START

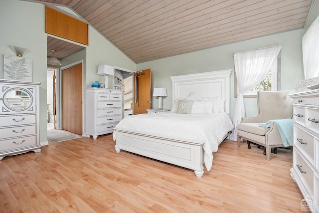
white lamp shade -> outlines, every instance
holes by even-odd
[[[153,91],[153,96],[166,97],[167,92],[164,88],[155,88]]]
[[[112,66],[106,64],[99,65],[98,74],[101,75],[114,75],[114,69]]]

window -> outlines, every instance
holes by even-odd
[[[280,90],[281,76],[280,53],[278,54],[277,59],[275,61],[269,70],[269,74],[255,87],[251,88],[249,91],[244,93],[244,97],[257,97],[258,91],[278,91]],[[235,72],[235,98],[237,97],[238,86],[236,72]]]

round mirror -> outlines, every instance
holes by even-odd
[[[4,104],[11,110],[23,111],[31,104],[31,96],[25,90],[12,89],[5,94]]]

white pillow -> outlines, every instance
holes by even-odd
[[[171,104],[171,108],[170,108],[170,111],[172,112],[177,112],[177,108],[178,108],[178,101],[185,100],[185,98],[177,98],[175,100],[173,100],[173,102]]]
[[[212,101],[194,101],[191,113],[212,114],[212,109],[214,107],[214,102]]]
[[[178,107],[177,107],[177,113],[190,114],[193,101],[185,100],[178,100]]]

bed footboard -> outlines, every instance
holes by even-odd
[[[202,145],[117,130],[115,150],[121,150],[193,170],[197,178],[204,174]]]

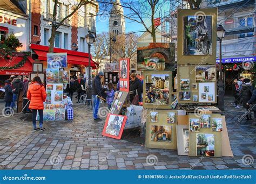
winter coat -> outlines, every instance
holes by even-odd
[[[133,93],[130,96],[131,101],[132,101],[133,97],[136,95],[137,91],[138,91],[139,98],[140,101],[142,93],[143,92],[143,85],[142,84],[142,81],[137,77],[136,77],[134,81],[130,81],[130,91],[133,91]]]
[[[70,82],[70,84],[68,84],[66,86],[66,92],[72,93],[75,91],[76,91],[75,82]]]
[[[17,79],[12,82],[12,88],[16,89],[14,93],[18,95],[19,93],[19,90],[22,88],[22,86],[23,86],[23,82],[22,82],[22,80],[20,79]]]
[[[251,99],[252,95],[252,85],[250,82],[242,84],[241,95],[242,106],[246,109],[248,109],[250,107],[246,105],[246,103]]]
[[[78,82],[78,80],[77,80],[75,81],[75,88],[76,88],[76,90],[77,91],[77,93],[81,93],[82,91],[83,91],[83,89],[82,89],[81,85],[83,85],[84,86],[84,89],[85,83],[84,83],[84,81],[82,79],[80,80],[80,83]]]
[[[256,113],[256,89],[253,90],[251,99],[247,102],[249,104],[251,104],[254,113]]]
[[[46,93],[43,85],[32,82],[29,87],[28,98],[30,100],[29,108],[30,109],[44,109],[44,102],[46,99]]]
[[[96,76],[92,81],[92,95],[102,96],[102,88],[100,78],[99,75]]]
[[[113,89],[111,89],[111,90],[108,90],[107,91],[106,103],[109,105],[112,104],[113,101],[114,101],[114,90]]]
[[[12,97],[14,96],[14,92],[10,84],[7,84],[4,86],[4,100],[5,102],[12,102]]]

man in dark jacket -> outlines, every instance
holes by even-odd
[[[99,72],[92,81],[92,95],[93,99],[93,117],[94,120],[99,120],[98,117],[98,111],[99,107],[99,98],[97,96],[102,97],[102,88],[100,79],[103,77],[103,72]]]
[[[83,94],[84,88],[83,89],[82,88],[82,86],[84,87],[85,85],[84,82],[83,80],[81,79],[81,76],[80,75],[77,76],[77,80],[75,81],[75,87],[76,88],[76,90],[77,92],[77,97],[78,97],[78,101],[77,103],[79,102],[80,100],[80,97],[81,95]]]
[[[131,81],[130,81],[130,97],[131,102],[132,102],[133,98],[138,93],[139,95],[139,102],[142,102],[142,94],[143,92],[143,86],[142,81],[137,77],[135,73],[131,74]],[[137,105],[137,104],[136,104]]]
[[[15,104],[15,101],[17,100],[19,90],[22,89],[22,86],[23,86],[23,83],[21,80],[22,76],[21,75],[18,76],[18,77],[15,79],[12,83],[12,88],[15,89],[14,91],[14,97],[12,98],[12,102],[11,104],[11,107],[14,108],[14,107],[16,108],[16,105]]]
[[[28,99],[26,97],[26,93],[28,93],[28,88],[29,77],[28,76],[24,76],[23,79],[23,84],[22,88],[22,91],[23,91],[23,95],[22,95],[22,97],[23,97],[22,109],[23,109],[23,111],[22,111],[22,113],[24,114],[30,112],[29,109],[29,103],[28,103],[29,102],[29,99]],[[26,107],[26,108],[25,108],[25,107]]]

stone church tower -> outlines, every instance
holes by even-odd
[[[125,21],[120,0],[116,0],[113,3],[109,18],[109,33],[111,62],[117,61],[118,59],[124,57],[122,49],[124,49],[125,42]]]

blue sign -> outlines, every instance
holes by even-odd
[[[223,63],[228,63],[232,62],[256,62],[256,56],[253,57],[244,57],[234,58],[225,58],[221,59]],[[216,60],[217,63],[220,62],[219,59]]]

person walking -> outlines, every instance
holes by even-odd
[[[252,97],[251,99],[247,102],[246,105],[250,105],[251,109],[253,111],[254,114],[254,119],[253,122],[256,122],[256,89],[254,89],[252,93]]]
[[[12,89],[11,86],[11,80],[8,79],[4,81],[5,85],[4,86],[4,100],[5,102],[4,105],[4,114],[10,114],[11,113],[11,103],[12,102],[14,91],[15,89]]]
[[[22,90],[23,91],[23,95],[22,97],[23,98],[22,109],[23,110],[22,113],[26,114],[29,113],[29,100],[26,97],[26,94],[28,93],[28,89],[29,88],[29,77],[28,76],[24,76],[23,80],[23,84],[22,86]]]
[[[142,102],[142,94],[143,92],[143,86],[142,81],[138,79],[135,73],[133,73],[130,75],[131,80],[130,81],[130,97],[131,102],[133,100],[135,95],[138,94],[139,96],[139,102]],[[137,105],[137,104],[136,104]]]
[[[100,79],[103,77],[103,72],[99,72],[92,81],[92,111],[94,120],[100,120],[98,117],[98,111],[99,107],[99,98],[97,96],[102,97],[102,88]]]
[[[109,105],[109,109],[110,109],[112,103],[114,101],[115,89],[114,84],[113,84],[112,82],[110,82],[107,84],[107,90],[105,92],[107,95],[106,103]]]
[[[35,131],[44,131],[43,127],[44,102],[46,99],[46,93],[41,79],[39,76],[35,77],[29,86],[26,95],[30,101],[29,108],[32,109],[32,123]],[[39,128],[36,126],[37,112],[38,111],[39,117]]]
[[[66,92],[69,93],[69,97],[72,101],[73,100],[73,95],[74,94],[74,92],[76,91],[74,78],[71,77],[70,79],[70,83],[68,84],[66,90]]]
[[[78,101],[77,103],[78,103],[80,100],[80,97],[82,95],[84,90],[82,89],[82,86],[84,87],[85,83],[84,83],[84,80],[81,79],[81,76],[80,75],[77,76],[77,80],[75,81],[75,87],[76,88],[76,90],[77,92],[77,100]]]
[[[234,100],[231,104],[237,109],[240,109],[238,103],[239,103],[240,98],[241,96],[241,91],[239,86],[237,83],[237,79],[235,79],[232,84],[232,94],[234,96]]]
[[[15,89],[14,91],[14,96],[12,97],[12,102],[11,104],[11,107],[12,108],[16,108],[15,102],[17,101],[18,95],[19,94],[19,90],[22,89],[23,83],[21,80],[22,76],[21,75],[18,76],[18,77],[14,79],[12,82],[12,88]]]
[[[252,115],[250,106],[247,105],[247,102],[251,99],[252,95],[252,86],[249,79],[245,79],[241,84],[241,96],[242,97],[242,106],[246,109],[245,117],[246,120],[252,119]]]

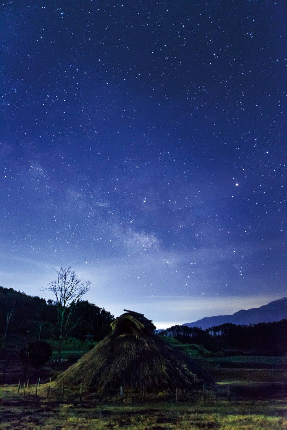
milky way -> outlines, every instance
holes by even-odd
[[[283,3],[35,3],[1,6],[0,284],[71,265],[159,327],[286,295]]]

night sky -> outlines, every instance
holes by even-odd
[[[281,1],[3,1],[0,285],[158,328],[286,295]]]

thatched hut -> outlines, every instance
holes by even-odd
[[[143,314],[127,311],[111,326],[111,333],[61,374],[57,385],[82,384],[108,390],[144,386],[157,391],[213,384],[211,377],[187,356],[155,334],[155,327]]]

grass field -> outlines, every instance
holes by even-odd
[[[60,401],[46,399],[47,384],[40,386],[37,398],[34,385],[25,398],[22,389],[19,395],[16,387],[1,386],[0,430],[286,430],[286,359],[239,356],[247,368],[237,367],[238,357],[223,358],[219,366],[217,357],[201,360],[217,381],[217,392],[207,392],[205,402],[201,392],[179,393],[177,403],[174,393],[164,393],[148,394],[145,402],[127,393],[122,402],[117,393],[103,399],[86,394],[80,402],[68,390]]]

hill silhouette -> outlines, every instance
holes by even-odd
[[[182,326],[190,327],[199,327],[205,330],[210,327],[220,326],[225,322],[248,325],[258,322],[278,321],[287,317],[287,297],[282,297],[260,307],[241,309],[232,315],[206,317],[193,322],[185,323]]]

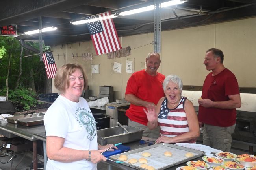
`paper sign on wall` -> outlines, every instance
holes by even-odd
[[[132,61],[126,60],[126,72],[127,73],[132,73]]]
[[[100,73],[100,64],[92,65],[91,71],[93,74],[98,74]]]
[[[114,62],[114,66],[113,67],[113,70],[119,73],[121,73],[121,69],[122,69],[122,64],[119,62]]]

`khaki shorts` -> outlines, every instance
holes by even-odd
[[[203,133],[203,144],[224,152],[229,152],[231,148],[231,135],[236,124],[228,127],[219,127],[205,124]]]
[[[150,130],[147,126],[131,121],[130,119],[128,119],[128,124],[130,126],[145,129],[145,130],[142,132],[142,135],[145,137],[156,139],[160,136],[160,127],[159,126]]]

END

_WORK TO DO_
Can you change "night sky" to "starry sky" in the entries from the line with "milky way -> outlines, every instance" up to and including the line with "[[[281,1],[3,1],[0,285],[158,328],[286,295]]]", leaving everything else as is and giving back only those lines?

_RESULT OF THE TASK_
milky way -> outlines, every instance
holes by even-odd
[[[283,3],[35,3],[1,6],[0,284],[71,265],[159,327],[286,295]]]

starry sky -> outlines, every instance
holes by even-odd
[[[281,1],[3,1],[0,285],[158,328],[286,295]]]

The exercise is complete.